* **Ejercicio**:
Transcriba de nuevo el material desde la línea que contiene "Return one point per instance of the tan" hasta la línea que contiene "[(524, 392), (36, 414), (289, 639), (351, 182), (175, 541)]", ambas incluidas y sin omitir ninguna. Desplace cada coordenada de las respuestas sumándole 63.

---- Material del ejercicio

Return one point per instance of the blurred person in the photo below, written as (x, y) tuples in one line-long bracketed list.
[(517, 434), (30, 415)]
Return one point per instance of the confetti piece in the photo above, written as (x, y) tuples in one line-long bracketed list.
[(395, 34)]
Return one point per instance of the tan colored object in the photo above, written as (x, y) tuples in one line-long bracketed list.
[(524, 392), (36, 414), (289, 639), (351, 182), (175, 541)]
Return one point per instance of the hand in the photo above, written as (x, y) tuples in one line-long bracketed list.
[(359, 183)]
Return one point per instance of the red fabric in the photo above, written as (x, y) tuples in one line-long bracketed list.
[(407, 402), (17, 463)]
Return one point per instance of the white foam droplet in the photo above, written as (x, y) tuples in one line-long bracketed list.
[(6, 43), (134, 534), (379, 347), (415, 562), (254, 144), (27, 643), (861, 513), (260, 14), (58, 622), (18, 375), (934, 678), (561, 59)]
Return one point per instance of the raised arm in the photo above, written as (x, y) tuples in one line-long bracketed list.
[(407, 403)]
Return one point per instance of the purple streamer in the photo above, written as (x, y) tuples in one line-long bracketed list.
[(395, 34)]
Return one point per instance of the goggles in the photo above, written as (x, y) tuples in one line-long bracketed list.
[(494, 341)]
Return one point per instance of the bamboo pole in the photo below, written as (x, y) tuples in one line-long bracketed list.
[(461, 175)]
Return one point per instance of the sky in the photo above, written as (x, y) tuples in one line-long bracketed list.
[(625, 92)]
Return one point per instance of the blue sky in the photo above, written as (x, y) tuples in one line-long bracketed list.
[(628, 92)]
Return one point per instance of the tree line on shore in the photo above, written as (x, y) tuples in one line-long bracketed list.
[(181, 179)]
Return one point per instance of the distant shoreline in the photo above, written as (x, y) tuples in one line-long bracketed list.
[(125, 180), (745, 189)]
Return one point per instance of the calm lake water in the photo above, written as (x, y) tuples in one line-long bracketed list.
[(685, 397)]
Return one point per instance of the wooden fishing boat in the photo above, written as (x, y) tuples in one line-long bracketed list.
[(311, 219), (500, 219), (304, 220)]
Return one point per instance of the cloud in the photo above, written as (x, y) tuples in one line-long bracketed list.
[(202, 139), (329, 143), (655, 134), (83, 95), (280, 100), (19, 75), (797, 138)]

--------

* **Respuesta escrita**:
Return one point per instance of the tan colored object in the photo above, written as (x, y) tuples in one line-long bracketed list.
[(587, 455), (99, 477), (352, 702), (414, 245), (238, 604)]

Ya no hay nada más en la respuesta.